## What you have to do
Output the full material exactly as it appears here.

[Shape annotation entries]
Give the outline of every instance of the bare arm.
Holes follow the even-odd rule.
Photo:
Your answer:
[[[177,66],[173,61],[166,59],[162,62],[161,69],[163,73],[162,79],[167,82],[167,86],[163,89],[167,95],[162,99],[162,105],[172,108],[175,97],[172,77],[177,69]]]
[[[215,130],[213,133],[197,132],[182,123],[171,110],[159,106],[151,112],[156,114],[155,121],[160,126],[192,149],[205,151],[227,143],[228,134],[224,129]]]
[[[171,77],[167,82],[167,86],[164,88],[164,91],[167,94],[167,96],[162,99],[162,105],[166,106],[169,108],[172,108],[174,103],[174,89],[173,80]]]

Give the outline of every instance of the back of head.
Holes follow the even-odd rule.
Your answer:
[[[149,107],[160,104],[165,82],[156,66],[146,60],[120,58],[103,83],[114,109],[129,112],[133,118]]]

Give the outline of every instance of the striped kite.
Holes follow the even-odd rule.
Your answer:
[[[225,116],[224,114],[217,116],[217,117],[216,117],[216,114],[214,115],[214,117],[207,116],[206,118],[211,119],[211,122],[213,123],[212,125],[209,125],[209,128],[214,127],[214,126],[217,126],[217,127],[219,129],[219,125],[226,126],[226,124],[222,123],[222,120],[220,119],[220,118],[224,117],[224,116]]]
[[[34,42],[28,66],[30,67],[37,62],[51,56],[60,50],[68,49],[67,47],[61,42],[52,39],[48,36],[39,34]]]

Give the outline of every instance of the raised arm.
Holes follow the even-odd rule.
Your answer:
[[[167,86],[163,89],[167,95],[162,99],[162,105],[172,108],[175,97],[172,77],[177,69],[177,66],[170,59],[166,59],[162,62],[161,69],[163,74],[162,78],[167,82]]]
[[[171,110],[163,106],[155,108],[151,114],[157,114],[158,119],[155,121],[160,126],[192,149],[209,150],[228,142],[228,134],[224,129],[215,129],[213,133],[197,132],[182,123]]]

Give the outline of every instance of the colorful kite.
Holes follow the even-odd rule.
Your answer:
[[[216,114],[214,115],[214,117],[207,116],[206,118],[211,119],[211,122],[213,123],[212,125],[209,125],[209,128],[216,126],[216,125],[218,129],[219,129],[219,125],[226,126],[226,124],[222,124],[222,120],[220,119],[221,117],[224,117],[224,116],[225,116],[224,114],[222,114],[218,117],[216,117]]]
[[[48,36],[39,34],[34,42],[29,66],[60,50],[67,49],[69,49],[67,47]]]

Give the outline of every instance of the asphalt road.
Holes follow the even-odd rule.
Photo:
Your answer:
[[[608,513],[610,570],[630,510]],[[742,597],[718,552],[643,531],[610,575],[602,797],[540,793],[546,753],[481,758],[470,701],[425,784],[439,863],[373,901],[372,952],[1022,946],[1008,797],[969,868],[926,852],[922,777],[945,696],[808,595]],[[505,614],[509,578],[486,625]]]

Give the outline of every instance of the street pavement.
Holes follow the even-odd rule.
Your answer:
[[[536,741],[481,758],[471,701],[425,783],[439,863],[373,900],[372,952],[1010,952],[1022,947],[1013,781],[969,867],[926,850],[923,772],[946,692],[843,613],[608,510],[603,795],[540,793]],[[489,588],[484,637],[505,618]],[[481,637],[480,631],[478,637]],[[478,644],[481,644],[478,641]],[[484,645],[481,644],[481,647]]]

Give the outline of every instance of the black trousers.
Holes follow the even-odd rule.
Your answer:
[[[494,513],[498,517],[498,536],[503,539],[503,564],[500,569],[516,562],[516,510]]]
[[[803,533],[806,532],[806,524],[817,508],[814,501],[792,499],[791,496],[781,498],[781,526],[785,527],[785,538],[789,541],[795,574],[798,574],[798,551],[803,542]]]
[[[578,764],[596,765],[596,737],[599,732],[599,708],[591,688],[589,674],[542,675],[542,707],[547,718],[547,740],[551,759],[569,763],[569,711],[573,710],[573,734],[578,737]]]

## Solution to this exercise
Give the outline of every instance of the bare arm.
Holes follow the even-odd rule.
Photo:
Your answer:
[[[177,66],[173,61],[166,59],[162,62],[161,69],[163,73],[162,79],[167,82],[167,86],[163,89],[167,95],[162,99],[162,105],[172,108],[175,97],[172,77],[177,69]]]
[[[215,130],[213,133],[197,132],[182,123],[171,110],[159,106],[151,112],[156,114],[155,121],[160,126],[192,149],[205,151],[227,143],[228,134],[224,129]]]
[[[171,77],[167,82],[167,86],[164,88],[164,91],[167,94],[167,96],[162,99],[162,105],[166,106],[169,108],[172,108],[174,103],[174,89],[173,80]]]

Give the outline of every instance of the back of head.
Holes follow the even-odd rule.
Your answer:
[[[149,107],[160,104],[165,82],[156,66],[146,60],[120,58],[103,83],[114,109],[129,112],[133,118]]]

Give the outline of every instance of the striped kite.
Holes follow the even-odd rule.
Your answer:
[[[225,116],[224,114],[217,116],[217,117],[216,117],[216,114],[214,115],[214,117],[207,116],[206,118],[211,119],[211,122],[213,123],[212,125],[209,125],[209,128],[214,127],[214,126],[217,126],[217,127],[219,129],[219,125],[226,126],[226,124],[222,123],[222,120],[220,119],[220,118],[224,117],[224,116]]]
[[[34,42],[28,66],[30,67],[37,62],[51,56],[60,50],[68,49],[67,47],[61,42],[52,39],[48,36],[39,34]]]

Give the outline of every instance of the raised arm.
Holes follow the even-odd rule.
Your answer:
[[[167,86],[163,89],[167,95],[162,99],[162,105],[172,108],[175,97],[172,77],[177,69],[177,66],[170,59],[166,59],[162,62],[161,69],[163,74],[162,78],[167,82]]]
[[[171,110],[163,106],[155,108],[151,114],[157,114],[158,119],[155,121],[160,126],[192,149],[209,150],[228,142],[228,134],[224,129],[215,129],[213,133],[197,132],[182,123]]]

Give the outline of every instance of the colorful kite.
Holes follow the even-odd rule.
Your answer:
[[[216,114],[214,115],[214,117],[207,116],[206,118],[211,119],[211,122],[213,123],[212,125],[209,125],[209,128],[216,126],[216,125],[218,129],[219,129],[219,125],[226,126],[226,124],[222,124],[222,120],[220,119],[221,117],[224,117],[224,116],[225,116],[224,114],[222,114],[218,117],[216,117]]]
[[[48,36],[39,34],[34,42],[29,66],[60,50],[67,49],[69,49],[67,47]]]

Give the outline of every instance of the asphalt road.
Holes follow the even-odd rule.
Photo:
Your answer:
[[[608,513],[610,570],[630,510]],[[742,597],[718,552],[643,531],[610,575],[602,797],[540,793],[546,753],[481,758],[470,701],[425,784],[439,863],[373,901],[372,952],[1022,946],[1008,797],[969,868],[926,852],[922,777],[945,696],[808,595]],[[505,614],[509,578],[486,625]]]

Give the outline of every instance of the street pavement.
Holes follow the even-odd rule.
Your answer:
[[[536,741],[481,758],[471,701],[425,783],[439,863],[373,900],[372,952],[1010,952],[1022,947],[1013,781],[969,867],[926,850],[923,772],[946,692],[843,613],[608,510],[603,795],[540,793]],[[489,588],[484,637],[505,618]],[[481,637],[480,631],[478,637]],[[478,644],[481,644],[478,641]],[[484,645],[481,644],[481,647]]]

Give the outline of every instance of the black trousers.
Holes follow the even-odd rule.
Your answer:
[[[494,513],[498,517],[498,536],[503,539],[503,564],[500,569],[516,562],[516,510]]]
[[[803,533],[806,532],[806,524],[817,508],[814,501],[792,499],[791,496],[781,498],[781,526],[785,527],[785,538],[789,541],[795,574],[798,574],[798,551],[803,542]]]
[[[578,764],[596,765],[596,737],[599,732],[599,708],[591,688],[589,674],[542,675],[542,707],[547,718],[547,740],[551,759],[569,763],[569,711],[573,710],[573,734],[578,737]]]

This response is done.